Instructions for the task — Write out the rows below word for word, starting with the first line and going on through the line that contains "180L339 305L358 303L357", both ends included. Leave the pictures out of your answer.

Source material —
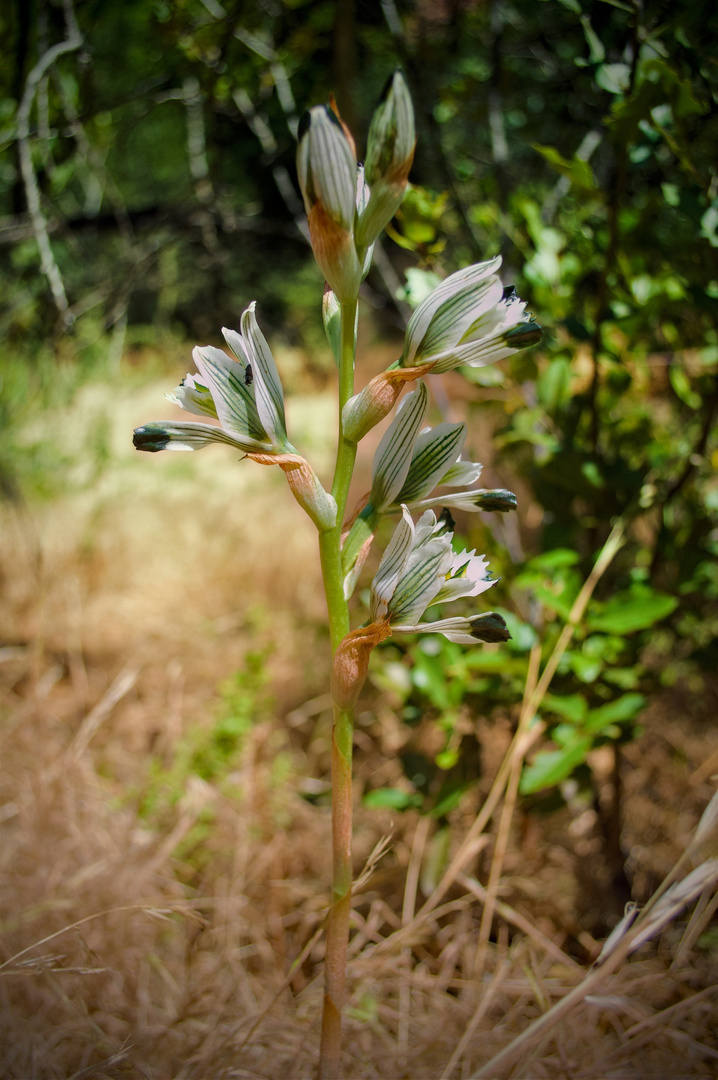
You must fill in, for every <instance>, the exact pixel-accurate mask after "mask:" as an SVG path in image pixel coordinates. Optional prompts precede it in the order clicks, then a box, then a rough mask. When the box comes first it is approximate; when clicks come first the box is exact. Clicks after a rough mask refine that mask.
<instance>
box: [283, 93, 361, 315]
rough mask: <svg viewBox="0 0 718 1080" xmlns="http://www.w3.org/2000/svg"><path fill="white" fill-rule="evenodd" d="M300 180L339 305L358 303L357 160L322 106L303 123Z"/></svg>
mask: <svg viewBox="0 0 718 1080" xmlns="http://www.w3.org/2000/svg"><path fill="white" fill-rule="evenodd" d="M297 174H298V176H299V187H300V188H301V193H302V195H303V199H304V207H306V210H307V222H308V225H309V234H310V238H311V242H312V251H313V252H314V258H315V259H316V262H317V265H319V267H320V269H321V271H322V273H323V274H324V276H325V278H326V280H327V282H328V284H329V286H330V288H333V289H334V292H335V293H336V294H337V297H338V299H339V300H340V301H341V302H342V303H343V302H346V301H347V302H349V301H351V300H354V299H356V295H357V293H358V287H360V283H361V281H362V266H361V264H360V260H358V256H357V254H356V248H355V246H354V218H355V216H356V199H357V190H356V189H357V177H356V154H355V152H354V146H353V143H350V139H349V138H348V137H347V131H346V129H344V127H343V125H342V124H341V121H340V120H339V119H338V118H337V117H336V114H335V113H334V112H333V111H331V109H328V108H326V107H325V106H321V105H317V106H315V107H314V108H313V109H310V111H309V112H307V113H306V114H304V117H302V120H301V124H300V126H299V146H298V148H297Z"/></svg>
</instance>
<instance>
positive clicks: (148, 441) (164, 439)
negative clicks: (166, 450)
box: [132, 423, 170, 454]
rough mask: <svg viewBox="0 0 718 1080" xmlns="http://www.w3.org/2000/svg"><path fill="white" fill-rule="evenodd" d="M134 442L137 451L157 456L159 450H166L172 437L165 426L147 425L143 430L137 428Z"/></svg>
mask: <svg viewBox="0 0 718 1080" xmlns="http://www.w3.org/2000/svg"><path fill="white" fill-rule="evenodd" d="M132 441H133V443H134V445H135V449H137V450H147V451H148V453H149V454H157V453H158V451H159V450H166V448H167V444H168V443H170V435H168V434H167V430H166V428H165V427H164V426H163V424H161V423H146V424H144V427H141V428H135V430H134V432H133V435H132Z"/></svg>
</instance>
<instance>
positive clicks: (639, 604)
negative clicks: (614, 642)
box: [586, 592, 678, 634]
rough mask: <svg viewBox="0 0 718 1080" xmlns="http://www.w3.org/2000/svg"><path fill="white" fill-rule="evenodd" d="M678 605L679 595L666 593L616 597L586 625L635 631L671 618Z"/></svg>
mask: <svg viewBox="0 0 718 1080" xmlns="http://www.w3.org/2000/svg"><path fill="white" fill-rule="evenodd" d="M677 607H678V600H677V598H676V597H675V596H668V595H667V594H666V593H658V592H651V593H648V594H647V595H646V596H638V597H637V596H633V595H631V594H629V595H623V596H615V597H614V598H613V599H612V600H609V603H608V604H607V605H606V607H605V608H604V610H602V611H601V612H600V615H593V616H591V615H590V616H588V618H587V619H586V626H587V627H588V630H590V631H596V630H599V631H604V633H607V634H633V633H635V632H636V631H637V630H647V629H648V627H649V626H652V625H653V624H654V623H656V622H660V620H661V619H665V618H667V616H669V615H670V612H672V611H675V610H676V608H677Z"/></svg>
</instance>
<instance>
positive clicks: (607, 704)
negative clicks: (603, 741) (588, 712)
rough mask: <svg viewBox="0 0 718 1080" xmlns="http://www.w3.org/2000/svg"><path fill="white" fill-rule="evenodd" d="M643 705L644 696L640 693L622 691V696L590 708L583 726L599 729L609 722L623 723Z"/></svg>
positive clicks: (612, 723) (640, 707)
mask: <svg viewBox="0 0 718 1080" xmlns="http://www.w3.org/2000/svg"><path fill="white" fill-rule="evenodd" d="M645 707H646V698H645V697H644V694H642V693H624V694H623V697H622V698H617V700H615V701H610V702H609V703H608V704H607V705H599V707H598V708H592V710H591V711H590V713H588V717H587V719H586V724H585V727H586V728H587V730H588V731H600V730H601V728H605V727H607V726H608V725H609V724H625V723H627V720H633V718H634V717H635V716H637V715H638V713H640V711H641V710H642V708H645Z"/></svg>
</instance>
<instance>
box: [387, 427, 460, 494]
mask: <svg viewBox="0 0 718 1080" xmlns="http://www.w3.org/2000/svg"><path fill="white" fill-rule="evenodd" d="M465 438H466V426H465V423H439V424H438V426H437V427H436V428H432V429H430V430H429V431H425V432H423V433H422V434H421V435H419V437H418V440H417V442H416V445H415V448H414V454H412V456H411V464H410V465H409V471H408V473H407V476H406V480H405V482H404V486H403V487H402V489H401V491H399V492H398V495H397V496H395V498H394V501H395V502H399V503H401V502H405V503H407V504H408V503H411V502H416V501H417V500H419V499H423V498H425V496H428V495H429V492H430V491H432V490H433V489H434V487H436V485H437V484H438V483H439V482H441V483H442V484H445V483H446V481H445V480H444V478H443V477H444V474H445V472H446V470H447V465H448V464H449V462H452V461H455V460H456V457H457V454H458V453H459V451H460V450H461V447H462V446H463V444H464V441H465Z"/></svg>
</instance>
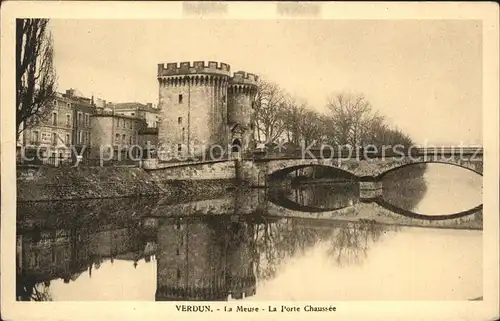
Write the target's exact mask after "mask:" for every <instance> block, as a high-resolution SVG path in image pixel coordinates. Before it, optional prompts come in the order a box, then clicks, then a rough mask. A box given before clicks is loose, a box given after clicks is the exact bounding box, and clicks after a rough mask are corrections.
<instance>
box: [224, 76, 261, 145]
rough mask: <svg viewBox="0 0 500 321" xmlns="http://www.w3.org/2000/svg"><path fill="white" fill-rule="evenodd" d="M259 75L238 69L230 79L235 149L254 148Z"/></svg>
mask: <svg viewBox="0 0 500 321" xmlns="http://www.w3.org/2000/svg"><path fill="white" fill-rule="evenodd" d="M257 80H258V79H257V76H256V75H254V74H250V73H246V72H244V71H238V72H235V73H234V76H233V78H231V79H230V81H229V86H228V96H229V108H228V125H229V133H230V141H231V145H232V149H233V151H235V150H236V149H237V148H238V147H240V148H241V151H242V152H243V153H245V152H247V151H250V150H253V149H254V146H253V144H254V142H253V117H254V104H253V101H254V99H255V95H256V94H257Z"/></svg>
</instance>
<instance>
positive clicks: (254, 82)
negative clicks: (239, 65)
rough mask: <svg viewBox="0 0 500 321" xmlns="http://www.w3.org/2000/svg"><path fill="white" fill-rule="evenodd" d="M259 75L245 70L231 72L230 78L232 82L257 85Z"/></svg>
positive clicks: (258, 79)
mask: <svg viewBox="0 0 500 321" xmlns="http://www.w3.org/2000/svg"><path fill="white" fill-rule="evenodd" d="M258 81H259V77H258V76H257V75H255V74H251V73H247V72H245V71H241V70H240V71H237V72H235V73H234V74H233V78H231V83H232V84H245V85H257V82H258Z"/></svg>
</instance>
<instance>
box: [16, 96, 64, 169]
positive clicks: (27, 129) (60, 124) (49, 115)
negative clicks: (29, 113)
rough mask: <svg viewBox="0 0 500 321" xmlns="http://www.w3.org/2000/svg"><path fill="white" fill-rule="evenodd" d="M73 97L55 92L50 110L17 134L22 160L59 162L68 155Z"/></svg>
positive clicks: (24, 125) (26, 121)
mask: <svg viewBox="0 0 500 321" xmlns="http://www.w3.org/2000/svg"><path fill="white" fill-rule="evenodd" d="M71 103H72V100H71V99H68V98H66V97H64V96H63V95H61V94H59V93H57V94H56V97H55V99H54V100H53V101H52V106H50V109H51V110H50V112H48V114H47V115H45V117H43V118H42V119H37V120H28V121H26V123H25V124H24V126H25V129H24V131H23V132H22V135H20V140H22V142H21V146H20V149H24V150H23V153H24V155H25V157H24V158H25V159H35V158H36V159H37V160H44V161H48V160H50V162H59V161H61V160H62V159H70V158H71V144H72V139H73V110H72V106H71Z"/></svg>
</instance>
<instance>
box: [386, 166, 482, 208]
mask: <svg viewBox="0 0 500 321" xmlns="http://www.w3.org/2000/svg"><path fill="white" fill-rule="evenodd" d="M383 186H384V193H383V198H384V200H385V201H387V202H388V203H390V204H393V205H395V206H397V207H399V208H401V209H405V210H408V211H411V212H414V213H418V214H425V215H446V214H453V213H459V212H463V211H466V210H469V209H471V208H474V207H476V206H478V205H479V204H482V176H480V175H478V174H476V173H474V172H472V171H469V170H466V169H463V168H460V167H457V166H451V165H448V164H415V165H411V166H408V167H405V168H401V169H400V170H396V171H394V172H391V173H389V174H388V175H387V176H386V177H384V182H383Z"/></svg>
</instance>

Solution to this task —
You must fill in, for every <instance>, the exact pixel-accurate mask after "mask:" as an SVG path in image pixel coordinates. Optional prompts precede it in the order clicks, then a box, then a rough mask. When the box comes first it is approximate; when clicks come first the box is exact. Clicks after a rough mask refine that mask.
<instance>
box: [283, 93, 361, 315]
rough mask: <svg viewBox="0 0 718 1080" xmlns="http://www.w3.org/2000/svg"><path fill="white" fill-rule="evenodd" d="M300 180L339 305L358 303L357 160L322 106L303 123Z"/></svg>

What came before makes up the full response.